◆ **Short problem**: Return the complete listing that follows, with each line reproduced exactly.

◆ **Named object pointing entries**:
----------
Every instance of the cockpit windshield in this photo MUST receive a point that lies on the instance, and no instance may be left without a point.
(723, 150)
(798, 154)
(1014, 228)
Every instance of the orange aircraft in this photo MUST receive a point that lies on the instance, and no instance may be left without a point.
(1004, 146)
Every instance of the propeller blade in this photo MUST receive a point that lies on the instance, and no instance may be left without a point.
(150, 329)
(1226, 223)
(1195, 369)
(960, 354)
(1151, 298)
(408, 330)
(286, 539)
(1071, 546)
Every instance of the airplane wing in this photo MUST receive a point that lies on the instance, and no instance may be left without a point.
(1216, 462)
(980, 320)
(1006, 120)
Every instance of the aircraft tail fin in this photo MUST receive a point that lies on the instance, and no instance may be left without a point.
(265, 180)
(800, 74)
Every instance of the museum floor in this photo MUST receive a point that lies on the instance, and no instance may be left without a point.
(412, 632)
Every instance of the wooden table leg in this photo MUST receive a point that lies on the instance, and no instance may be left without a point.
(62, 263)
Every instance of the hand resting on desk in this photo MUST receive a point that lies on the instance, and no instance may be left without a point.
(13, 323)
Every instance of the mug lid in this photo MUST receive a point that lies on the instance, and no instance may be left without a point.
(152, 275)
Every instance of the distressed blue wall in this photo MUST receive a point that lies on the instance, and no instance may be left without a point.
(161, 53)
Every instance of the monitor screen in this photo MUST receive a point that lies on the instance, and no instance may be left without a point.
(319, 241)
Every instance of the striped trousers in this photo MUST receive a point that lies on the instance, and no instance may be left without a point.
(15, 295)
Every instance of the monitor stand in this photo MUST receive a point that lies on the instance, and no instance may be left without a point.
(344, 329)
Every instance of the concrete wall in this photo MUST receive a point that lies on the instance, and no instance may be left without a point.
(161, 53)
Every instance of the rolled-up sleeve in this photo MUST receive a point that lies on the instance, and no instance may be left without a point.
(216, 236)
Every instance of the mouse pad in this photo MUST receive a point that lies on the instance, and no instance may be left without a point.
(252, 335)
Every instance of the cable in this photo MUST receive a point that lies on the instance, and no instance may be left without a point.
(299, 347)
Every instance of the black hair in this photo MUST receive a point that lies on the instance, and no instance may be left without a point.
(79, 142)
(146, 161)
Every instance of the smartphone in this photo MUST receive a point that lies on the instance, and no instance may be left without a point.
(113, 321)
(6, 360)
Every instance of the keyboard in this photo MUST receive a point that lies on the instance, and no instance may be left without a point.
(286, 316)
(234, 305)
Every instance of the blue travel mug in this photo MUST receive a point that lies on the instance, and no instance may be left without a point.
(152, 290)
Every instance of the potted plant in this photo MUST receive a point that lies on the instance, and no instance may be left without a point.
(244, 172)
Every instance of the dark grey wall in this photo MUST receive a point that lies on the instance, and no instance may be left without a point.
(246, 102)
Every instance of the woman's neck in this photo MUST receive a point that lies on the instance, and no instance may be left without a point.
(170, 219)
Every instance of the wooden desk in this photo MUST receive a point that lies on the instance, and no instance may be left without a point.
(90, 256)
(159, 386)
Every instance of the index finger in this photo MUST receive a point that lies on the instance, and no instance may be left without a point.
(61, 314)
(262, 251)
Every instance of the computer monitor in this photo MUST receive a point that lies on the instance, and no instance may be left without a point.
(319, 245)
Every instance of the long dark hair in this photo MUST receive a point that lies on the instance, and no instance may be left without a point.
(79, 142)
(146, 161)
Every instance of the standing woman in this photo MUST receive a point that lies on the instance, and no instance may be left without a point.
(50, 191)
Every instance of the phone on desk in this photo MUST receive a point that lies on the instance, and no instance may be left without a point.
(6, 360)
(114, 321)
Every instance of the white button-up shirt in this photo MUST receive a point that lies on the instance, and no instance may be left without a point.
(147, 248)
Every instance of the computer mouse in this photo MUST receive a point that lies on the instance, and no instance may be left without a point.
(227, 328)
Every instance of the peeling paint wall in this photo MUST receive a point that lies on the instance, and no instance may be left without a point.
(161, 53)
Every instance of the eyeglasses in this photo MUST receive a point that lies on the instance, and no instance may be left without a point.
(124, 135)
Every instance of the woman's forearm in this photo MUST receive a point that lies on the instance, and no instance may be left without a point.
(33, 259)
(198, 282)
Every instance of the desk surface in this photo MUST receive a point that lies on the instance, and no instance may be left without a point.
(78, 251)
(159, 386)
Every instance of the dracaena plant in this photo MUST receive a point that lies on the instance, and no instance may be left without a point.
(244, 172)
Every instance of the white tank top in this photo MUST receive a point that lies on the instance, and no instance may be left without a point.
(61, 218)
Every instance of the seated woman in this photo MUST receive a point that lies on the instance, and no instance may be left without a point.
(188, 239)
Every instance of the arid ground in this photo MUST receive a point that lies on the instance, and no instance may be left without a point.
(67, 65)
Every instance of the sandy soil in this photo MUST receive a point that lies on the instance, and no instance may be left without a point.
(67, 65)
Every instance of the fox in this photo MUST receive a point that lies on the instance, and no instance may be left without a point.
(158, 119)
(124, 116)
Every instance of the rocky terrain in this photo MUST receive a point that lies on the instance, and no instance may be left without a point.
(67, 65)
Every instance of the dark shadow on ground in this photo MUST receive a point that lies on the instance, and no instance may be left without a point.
----------
◆ **Task answer**:
Every instance of the cockpit windshield in this photo MUST receive a point that lies on the instance, and no instance may be left without a point.
(723, 150)
(798, 154)
(1014, 228)
Every instance of the orange aircraft in this photo MUST receive a point that lies on the instance, and no instance may be left without a point.
(1004, 146)
Every instance of the propeller blade in this photo MUST receive a point that lies on the instance, and no instance may be left without a point.
(150, 329)
(1226, 223)
(1195, 369)
(960, 354)
(1151, 298)
(408, 330)
(286, 539)
(1071, 546)
Every instance of the airplane wing in this photo MUST receive a point that lies on the instance, and no instance may be left without a point.
(1216, 462)
(980, 320)
(1006, 120)
Every instance of the aircraft tail fin in this photo MUST receive a point that lies on the instance, and no instance may be left without a point.
(265, 180)
(800, 74)
Every instance of the museum floor in this photo MUST receive a point that lies on the instance, and no instance may be left without a point.
(412, 632)
Every instance of the wooden table leg in this photo MUST receive a point that lies on the instance, and no instance may be left without a point.
(62, 263)
Every instance of the hand resting on desk in this photo MUST receive a point that lies on the instance, and no instance may be left without a point.
(13, 323)
Every instance of the mug lid in this photo MUST receive a point that lies on the instance, and no instance may be left without a point.
(152, 275)
Every instance of the distressed blue wall in this photo MUST receive a point that lies on the instance, and no instance may be left without a point.
(161, 53)
Every instance of the monitor screen in this photo MUST receive a point that lies on the instance, and no instance may be left without a point.
(319, 241)
Every instance of the striped trousers in this photo MUST receive a point that lies on the instance, and no instance may be left without a point.
(15, 295)
Every instance of the monitor stand in this photo MUST receive a point that lies on the instance, and no instance may be left without a point.
(344, 329)
Every instance of the concrete wall in this photo MUST receive a point that lies on the instance, and no instance may be left without a point.
(161, 53)
Every instance of the rolled-up sleeve in this photo MUST receive a point that lies on the instance, and no instance may be left without a point.
(216, 236)
Every instance of the mouse pad in this photo MUST receive a point that lies on the instance, and no instance may be left without a point.
(252, 335)
Every instance of the cable in this photo MUST receive a point that lies on the instance, and no instance may be left without a point.
(299, 347)
Every instance of the black hair in this photo MUST receive a point that lies on the instance, and no instance may be left without a point.
(79, 142)
(146, 161)
Every instance of the smartphone in this photo MUST receive a point that lies on the instance, and no instance may be left without a point.
(113, 321)
(6, 360)
Every instance of the keyboard in this photo MUST receive a point that lies on the instance, and no instance may be left without a point.
(286, 316)
(234, 305)
Every instance of the blue travel mug in this photo MUST receive a point that lies on the instance, and no instance may be left without a point.
(152, 290)
Every instance of the potted plant in this photo MUST receive a point that lies on the instance, and no instance may be left without a point.
(244, 172)
Every instance of the dark grey wall in this photo MUST receive a point that lies on the instance, and no instance may be left without a point.
(246, 102)
Every instance of the woman's neck in this photo MUST receive a point that lies on the instance, and no instance may be left without a point.
(170, 219)
Every instance of the wooden desk in this photo MUST receive a point that lies on the instance, and no instance may be left without a point.
(90, 256)
(159, 386)
Every instance of the index finger in this photo MUST receive a point that lies on the instance, and no instance may be left without a point.
(61, 314)
(262, 251)
Every instance of the computer monitor in this photo MUST receive a point that lies on the instance, and no instance may be left without a point.
(319, 245)
Every instance of the long dark hair in this photo MUST receive a point that lies on the instance, and no instance may be left without a point.
(79, 142)
(146, 161)
Every instance of the standing woman in this photo MUST receive a point that lies on the instance, and no instance may be left without a point.
(50, 191)
Every instance of the phone on desk in this photo MUST receive a point that lies on the instance, and no instance may be left without a point.
(6, 360)
(114, 321)
Every instance of the white button-up shirt in this photo MUST receive a point that lies on the instance, and no instance may be left without a point.
(147, 248)
Every instance of the computer mouse in this photo MUST receive a point that lies on the instance, and no instance may be left without a point.
(227, 328)
Every instance of the peeling paint wall in this photo MUST receive a point that lies on the instance, and no instance may be left without a point.
(161, 53)
Every instance of the eyeglasses in this photo MUST receive a point that lies on the instance, and no instance may be left without a point.
(124, 135)
Every instance of the woman's forearm in this photo MUST receive a point that lies on the instance, and no instance may be left without a point.
(33, 259)
(198, 282)
Every instance of the desk surface in this photo MUST receive a point that lies on the instance, and no instance may be left without a point.
(78, 251)
(159, 386)
Every instance of the dracaena plant in this photo MUST receive a point that lies on the instance, and no instance may be left without a point.
(244, 172)
Every instance of the white tank top in this photo MUST receive a point that lies on the instance, and no instance may be left without a point.
(61, 218)
Every instance of the seated woman in this photo MUST receive a point that lies on the instance, and no instance may be left without a point.
(188, 239)
Every instance of the arid ground in this photo MUST receive a point that lies on the instance, and no instance may be left without a point.
(67, 65)
Every instance of the sandy soil in this photo MUST receive a point that lies on the instance, and no instance may be left without a point.
(67, 65)
Every instance of the fox in this photo MUST receive a point that lies on the instance, and no instance may be left without a point.
(158, 119)
(124, 116)
Every instance of the rocky terrain in this photo MUST receive a point that lies on the instance, and no instance may be left without a point.
(67, 65)
Every instance of the dark shadow on ground in this photo MUST receive a point that lies on the instance, and no instance may be left without a point.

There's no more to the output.